Text excerpt:
>>>>>

Wednesday, May 13, 2026

Legends of Alba: A 5E Player's Guide

A couple of months ago I wrote about Custom Backgrounds, what a difference they can make to 5E games, and what they might look like for the Legends of Alba setting.

I've since written Legends of Alba: A 5E Player's Guide for use in my home games. I'm pleased with how this has turned out and very grateful to my players for their engagement and encouragement.

Having run two separate groups through this guide, one for a campaign, one for a one-shot, it's made a huge difference to the feeling of the game. The Characters that have emerged are Legends of Alba Characters, and have hit the ground running. This is Mythic 5E!

I've not much more to say that's not in the guide so I'll keep this one short.

Till next time!

Thursday, April 23, 2026

Player Character Progression

I've been thinking about how to handle Player Character progression in Legends of Alba. My initial inclination had been to pretty much ignore it. This stance mostly came from my personal preference (as a player or a GM) for low-level play. A group of Player Characters are equal to the challenge of, say, half a dozen bandits. If those bandits are backed up by a heavy hitter, an ogre or a ferocious beast, the PCs are going to have to get creative. Facing a dragon head on is certain death, but defeating one is definitely possible: You'll need to make the most of what's on your character sheet but you also need a plan.

I desperately want to avoid what I've seen in plenty of 5E games where PCs get up to Level 10+ and it's  as though each Character is lugging around a heavy chest full of highly situational, minor, or otherwise forgettable 'ride-along' abilities. The game feels heavy, and everything takes ages. It actually breaks the core loop of the game in which the GM describes the situation, the players describe their Characters' actions, then the GM narrates the result. I've been in the situation as a player myself where, between the first 2 steps, when the GM throws it over to the players "What Do You Do?", I'm looking down in panic at this Character sheet crammed with abilities and bonusses and asterixis and page references thinking "What can I do?". I've stepped out of the fiction of the game. For Legends of Alba, I want to stay in the fiction as much as possible.

<<<<<

Objective: Please retype the Legends of Alba blog text word for word, starting with "A couple of" and going on through "is Mythic 5E!".

Data excerpts:

>>>>>

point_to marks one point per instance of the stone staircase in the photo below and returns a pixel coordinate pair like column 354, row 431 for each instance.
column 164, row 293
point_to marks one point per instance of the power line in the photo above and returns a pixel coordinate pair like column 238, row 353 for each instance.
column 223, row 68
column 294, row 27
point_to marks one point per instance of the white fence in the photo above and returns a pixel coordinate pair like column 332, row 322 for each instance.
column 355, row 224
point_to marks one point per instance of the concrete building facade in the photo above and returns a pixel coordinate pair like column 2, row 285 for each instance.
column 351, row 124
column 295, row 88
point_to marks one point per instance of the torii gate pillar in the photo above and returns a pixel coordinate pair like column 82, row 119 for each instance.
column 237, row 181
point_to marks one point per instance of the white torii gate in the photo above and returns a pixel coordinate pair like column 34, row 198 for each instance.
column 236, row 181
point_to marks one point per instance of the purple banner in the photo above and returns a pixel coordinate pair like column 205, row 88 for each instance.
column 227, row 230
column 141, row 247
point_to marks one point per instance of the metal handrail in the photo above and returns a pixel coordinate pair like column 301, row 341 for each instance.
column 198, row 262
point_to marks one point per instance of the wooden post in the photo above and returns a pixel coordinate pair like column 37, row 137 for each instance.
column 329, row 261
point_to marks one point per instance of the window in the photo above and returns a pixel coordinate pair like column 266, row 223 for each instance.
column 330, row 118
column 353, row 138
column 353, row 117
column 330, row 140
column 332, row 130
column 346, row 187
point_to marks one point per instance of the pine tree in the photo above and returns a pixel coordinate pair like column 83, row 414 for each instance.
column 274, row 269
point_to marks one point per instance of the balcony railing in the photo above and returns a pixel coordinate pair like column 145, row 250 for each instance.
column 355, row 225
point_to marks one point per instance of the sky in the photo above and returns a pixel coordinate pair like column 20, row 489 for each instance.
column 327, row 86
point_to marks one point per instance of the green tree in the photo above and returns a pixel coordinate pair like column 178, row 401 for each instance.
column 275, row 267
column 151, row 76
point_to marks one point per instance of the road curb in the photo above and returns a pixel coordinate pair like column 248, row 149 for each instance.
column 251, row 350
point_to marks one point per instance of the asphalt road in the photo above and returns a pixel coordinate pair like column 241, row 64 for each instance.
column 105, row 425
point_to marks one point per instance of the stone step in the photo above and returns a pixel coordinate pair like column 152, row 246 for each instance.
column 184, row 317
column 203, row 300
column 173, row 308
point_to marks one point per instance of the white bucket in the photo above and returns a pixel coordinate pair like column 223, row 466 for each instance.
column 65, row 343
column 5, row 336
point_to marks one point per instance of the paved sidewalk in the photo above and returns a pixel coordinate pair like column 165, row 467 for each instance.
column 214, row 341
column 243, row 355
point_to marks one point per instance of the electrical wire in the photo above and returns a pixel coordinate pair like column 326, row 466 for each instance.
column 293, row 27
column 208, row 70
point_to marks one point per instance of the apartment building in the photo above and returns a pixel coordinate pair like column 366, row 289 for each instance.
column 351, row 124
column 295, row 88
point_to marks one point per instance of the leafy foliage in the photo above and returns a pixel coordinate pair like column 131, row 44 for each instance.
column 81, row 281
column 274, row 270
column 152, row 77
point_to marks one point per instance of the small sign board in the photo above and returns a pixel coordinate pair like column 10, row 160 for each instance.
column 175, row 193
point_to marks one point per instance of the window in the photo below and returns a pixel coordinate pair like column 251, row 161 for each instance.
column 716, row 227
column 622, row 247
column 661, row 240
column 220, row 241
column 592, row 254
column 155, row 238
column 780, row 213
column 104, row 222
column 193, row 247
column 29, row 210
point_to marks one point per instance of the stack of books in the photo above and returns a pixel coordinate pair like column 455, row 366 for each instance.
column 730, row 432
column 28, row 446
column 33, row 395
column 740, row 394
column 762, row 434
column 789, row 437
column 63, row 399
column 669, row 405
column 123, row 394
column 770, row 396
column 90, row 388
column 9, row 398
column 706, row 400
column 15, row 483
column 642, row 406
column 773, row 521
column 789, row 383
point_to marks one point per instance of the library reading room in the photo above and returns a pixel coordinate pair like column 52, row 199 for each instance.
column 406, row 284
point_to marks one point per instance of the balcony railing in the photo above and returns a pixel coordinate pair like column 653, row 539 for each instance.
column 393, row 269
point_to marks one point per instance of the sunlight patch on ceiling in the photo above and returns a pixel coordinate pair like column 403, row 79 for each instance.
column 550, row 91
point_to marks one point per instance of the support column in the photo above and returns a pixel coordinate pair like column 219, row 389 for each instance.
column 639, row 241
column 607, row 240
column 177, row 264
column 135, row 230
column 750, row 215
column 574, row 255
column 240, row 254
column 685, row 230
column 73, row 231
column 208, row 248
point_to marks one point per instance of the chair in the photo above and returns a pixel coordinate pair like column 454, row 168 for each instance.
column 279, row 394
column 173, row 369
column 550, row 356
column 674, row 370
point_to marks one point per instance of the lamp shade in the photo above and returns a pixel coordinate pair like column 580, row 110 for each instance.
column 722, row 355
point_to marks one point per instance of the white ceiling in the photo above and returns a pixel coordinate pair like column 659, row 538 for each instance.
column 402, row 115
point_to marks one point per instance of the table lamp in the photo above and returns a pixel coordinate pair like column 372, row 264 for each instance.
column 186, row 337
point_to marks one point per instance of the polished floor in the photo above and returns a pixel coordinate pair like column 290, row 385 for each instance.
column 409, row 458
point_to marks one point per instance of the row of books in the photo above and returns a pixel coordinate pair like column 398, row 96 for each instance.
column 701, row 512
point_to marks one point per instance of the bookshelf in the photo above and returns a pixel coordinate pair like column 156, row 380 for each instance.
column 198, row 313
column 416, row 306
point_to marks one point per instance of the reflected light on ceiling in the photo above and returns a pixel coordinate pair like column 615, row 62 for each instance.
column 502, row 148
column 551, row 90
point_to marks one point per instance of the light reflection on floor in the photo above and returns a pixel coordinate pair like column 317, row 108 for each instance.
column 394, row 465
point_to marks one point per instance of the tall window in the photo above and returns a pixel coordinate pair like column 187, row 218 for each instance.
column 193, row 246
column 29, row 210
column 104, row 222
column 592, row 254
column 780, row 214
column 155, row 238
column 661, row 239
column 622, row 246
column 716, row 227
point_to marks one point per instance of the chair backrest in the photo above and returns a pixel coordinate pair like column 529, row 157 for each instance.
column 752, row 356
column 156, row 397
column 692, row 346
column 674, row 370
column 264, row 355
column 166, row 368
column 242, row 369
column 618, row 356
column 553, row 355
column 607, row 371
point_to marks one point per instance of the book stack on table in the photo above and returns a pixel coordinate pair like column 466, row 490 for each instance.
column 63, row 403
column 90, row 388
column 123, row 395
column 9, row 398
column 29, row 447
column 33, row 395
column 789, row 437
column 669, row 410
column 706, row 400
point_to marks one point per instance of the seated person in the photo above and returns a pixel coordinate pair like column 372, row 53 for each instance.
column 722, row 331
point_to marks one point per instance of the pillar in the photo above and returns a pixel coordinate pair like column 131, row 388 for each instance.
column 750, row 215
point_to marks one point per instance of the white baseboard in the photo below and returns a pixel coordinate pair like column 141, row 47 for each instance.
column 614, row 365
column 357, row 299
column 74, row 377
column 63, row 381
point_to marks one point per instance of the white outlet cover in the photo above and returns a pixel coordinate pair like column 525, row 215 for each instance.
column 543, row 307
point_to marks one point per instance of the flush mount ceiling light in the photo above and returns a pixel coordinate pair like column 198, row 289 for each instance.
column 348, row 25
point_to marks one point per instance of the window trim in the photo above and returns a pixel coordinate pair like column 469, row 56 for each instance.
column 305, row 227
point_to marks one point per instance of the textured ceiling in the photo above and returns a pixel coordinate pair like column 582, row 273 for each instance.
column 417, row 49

<<<<<

Exercise response:
A couple of months ago I wrote about Custom Backgrounds, what a difference they can make to 5E games, and what they might look like for the Legends of Alba setting.

I've since written Legends of Alba: A 5E Player's Guide for use in my home games. I'm pleased with how this has turned out and very grateful to my players for their engagement and encouragement.

Having run two separate groups through this guide, one for a campaign, one for a one-shot, it's made a huge difference to the feeling of the game. The Characters that have emerged are Legends of Alba Characters, and have hit the ground running. This is Mythic 5E!